### TASK REQUIREMENTS
Copy every line, leaving nothing out and adding nothing.

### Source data

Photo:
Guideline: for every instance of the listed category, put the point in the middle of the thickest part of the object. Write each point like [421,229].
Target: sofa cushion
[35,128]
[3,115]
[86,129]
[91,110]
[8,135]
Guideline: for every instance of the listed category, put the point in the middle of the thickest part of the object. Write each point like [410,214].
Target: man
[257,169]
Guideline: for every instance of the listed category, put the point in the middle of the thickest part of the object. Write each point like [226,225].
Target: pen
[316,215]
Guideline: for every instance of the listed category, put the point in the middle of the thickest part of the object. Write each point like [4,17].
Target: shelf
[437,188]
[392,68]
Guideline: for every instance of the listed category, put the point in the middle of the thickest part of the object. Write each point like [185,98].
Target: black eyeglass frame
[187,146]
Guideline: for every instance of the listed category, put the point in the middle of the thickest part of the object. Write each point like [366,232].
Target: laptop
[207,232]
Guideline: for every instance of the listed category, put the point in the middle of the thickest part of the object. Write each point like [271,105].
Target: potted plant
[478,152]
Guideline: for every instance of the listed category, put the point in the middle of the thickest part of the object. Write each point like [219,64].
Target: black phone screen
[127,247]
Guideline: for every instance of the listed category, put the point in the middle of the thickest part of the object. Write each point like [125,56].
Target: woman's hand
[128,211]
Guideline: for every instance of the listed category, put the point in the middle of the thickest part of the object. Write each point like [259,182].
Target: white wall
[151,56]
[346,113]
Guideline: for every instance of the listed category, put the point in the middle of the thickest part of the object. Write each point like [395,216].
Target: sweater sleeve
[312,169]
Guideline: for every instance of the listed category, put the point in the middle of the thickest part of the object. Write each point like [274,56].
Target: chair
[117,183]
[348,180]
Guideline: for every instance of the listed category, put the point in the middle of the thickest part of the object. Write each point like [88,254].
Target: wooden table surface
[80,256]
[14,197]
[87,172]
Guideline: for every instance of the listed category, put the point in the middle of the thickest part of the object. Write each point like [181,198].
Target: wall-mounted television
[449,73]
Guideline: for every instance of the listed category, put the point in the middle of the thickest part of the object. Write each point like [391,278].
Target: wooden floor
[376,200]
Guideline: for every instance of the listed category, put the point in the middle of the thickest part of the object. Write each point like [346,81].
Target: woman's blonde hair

### RESPONSE TO THE EXERCISE
Photo:
Guideline: for every instance of the listed category, put the point in the middle of the thickest part of the object. Write each point like [421,229].
Target: sofa cushion
[35,128]
[3,115]
[86,129]
[91,110]
[8,135]
Guideline: for every instance of the listed category, put the point in the middle of the thickest part of the object. Write each point like [410,214].
Target: man
[257,169]
Guideline: for every instance of the listed category, put the point in the middle of the thickest part of the object. Write each point like [226,225].
Target: pen
[316,215]
Guideline: for every instance of the listed category, put the point in the middle of the thickest part of the object. Write each point like [4,17].
Target: shelf
[437,188]
[392,68]
Guideline: for every instance of the listed category, put the point in the middle of the thickest part of the object. Write each point like [185,98].
Target: black eyeglass frame
[187,146]
Guideline: for every instance of the listed category, put the point in the middle of the thickest part of the object. Write each point like [366,232].
Target: laptop
[207,232]
Guideline: for every instance of the listed category, put the point in the middle of the thickest part of the object. Write each point like [271,105].
Target: potted plant
[478,152]
Guideline: for every instance of the listed category, put the point in the middle of the thickest part of the object. Write each point like [219,64].
Target: black phone screen
[127,247]
Guideline: for every instance of the listed category, put the point in the middle of the thickest part of the object. Write each point like [125,56].
Target: woman's hand
[128,211]
Guideline: for every instance of the listed category, put the point in the middle of the thickest part of the object. Write each point like [259,182].
Target: white wall
[151,56]
[346,113]
Guideline: for every instance of the listed category, put the point in the middle of the thickest part of the object. Write each point like [395,216].
Target: sweater sleeve
[312,169]
Guideline: for every instance of the listed category, put the point in the middle of the thickest part of the object. Write each point like [274,56].
Target: chair
[117,183]
[348,180]
Guideline: for every instance of the listed category, put the point in the middle of the thickest part of the object. Write each point like [88,254].
Target: wooden table surface
[80,256]
[14,197]
[87,172]
Guideline: for every instance of the listed category, put the point in the middle of the thickest part of the object. Write each point like [181,198].
Target: wall-mounted television
[449,73]
Guideline: for every instance of the listed category, put the point in the middle of the thickest part of the object. Write each point like [391,278].
Target: wooden floor
[376,200]
Guideline: for every instance of the listed category, put the point in the middle of the thickest part of the object. Write each point like [346,81].
Target: woman's blonde hair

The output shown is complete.